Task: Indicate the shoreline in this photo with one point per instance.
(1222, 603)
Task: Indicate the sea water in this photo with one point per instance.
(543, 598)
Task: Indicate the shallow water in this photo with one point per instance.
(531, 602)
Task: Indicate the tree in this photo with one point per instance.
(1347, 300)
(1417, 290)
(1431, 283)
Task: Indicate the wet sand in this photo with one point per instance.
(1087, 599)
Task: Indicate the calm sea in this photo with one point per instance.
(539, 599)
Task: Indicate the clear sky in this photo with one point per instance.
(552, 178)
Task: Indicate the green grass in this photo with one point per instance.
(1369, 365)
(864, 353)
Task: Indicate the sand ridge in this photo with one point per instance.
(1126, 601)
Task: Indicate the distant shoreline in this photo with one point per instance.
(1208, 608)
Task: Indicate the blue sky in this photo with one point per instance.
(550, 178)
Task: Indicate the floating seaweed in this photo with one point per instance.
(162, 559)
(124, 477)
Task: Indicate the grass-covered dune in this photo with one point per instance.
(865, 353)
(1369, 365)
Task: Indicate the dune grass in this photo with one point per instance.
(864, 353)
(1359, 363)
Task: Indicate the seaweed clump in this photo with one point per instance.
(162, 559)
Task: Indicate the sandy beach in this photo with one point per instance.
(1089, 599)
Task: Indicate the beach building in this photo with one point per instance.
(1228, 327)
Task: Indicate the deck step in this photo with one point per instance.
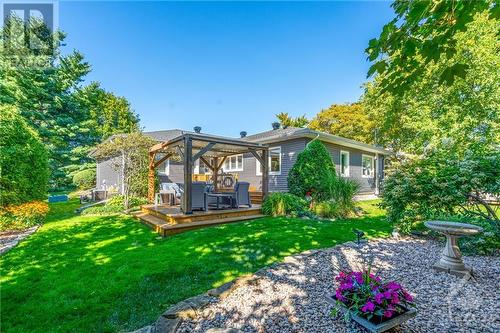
(172, 229)
(166, 229)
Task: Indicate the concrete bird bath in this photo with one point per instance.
(451, 258)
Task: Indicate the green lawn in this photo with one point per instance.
(105, 274)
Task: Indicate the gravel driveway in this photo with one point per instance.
(289, 297)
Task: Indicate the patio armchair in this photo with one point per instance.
(241, 194)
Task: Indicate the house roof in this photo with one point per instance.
(273, 136)
(284, 134)
(207, 145)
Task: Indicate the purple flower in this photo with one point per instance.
(379, 298)
(387, 313)
(407, 296)
(359, 277)
(339, 296)
(393, 286)
(368, 307)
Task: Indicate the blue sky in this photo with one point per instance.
(225, 66)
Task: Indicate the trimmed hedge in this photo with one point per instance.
(312, 173)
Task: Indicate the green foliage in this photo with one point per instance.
(117, 201)
(133, 148)
(442, 183)
(85, 179)
(287, 121)
(326, 209)
(283, 204)
(23, 160)
(46, 88)
(134, 266)
(421, 34)
(342, 194)
(346, 120)
(430, 111)
(312, 172)
(340, 203)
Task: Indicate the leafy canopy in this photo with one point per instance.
(429, 111)
(132, 159)
(23, 160)
(46, 88)
(346, 120)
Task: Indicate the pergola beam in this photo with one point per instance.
(163, 159)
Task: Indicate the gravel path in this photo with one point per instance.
(290, 297)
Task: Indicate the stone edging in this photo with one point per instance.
(192, 307)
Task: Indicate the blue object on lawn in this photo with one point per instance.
(58, 198)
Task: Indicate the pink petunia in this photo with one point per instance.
(368, 307)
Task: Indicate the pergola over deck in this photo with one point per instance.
(212, 151)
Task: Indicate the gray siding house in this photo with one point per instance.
(355, 160)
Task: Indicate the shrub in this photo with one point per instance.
(367, 296)
(281, 204)
(312, 172)
(441, 183)
(23, 216)
(85, 179)
(23, 160)
(342, 192)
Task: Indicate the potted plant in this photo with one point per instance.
(375, 305)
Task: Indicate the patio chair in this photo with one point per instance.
(241, 195)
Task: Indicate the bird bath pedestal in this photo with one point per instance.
(451, 258)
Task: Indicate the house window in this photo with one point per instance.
(367, 163)
(344, 163)
(234, 163)
(274, 162)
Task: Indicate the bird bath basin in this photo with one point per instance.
(451, 258)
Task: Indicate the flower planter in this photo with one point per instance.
(374, 327)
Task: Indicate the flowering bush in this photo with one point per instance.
(365, 295)
(23, 216)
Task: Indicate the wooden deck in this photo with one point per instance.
(167, 220)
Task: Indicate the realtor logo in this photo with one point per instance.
(29, 25)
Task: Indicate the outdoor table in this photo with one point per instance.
(219, 197)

-------------------------

*What is being asked*
Copy the stretch of the listing above from the line containing "Task: Indicate the house window" through the end of the listing, both included, and repeat those lines exactly.

*Result for this task*
Task: Indicate the house window in this photo with one point per instance.
(367, 163)
(344, 163)
(234, 163)
(274, 162)
Task: Indicate the bird bath basin in this photo with one point per instance.
(451, 258)
Task: Indicate the flower planter in this photo with one point per instance.
(374, 327)
Task: Indicate the flowering bush in this photo with one point per instance.
(365, 295)
(23, 216)
Task: Indicate the wooden deck in this photo with one point per instance.
(167, 220)
Task: Indicate the realtor logo in this photo with one point per instance.
(29, 25)
Task: Indicate the outdoor table in this photo with one point per instance.
(219, 197)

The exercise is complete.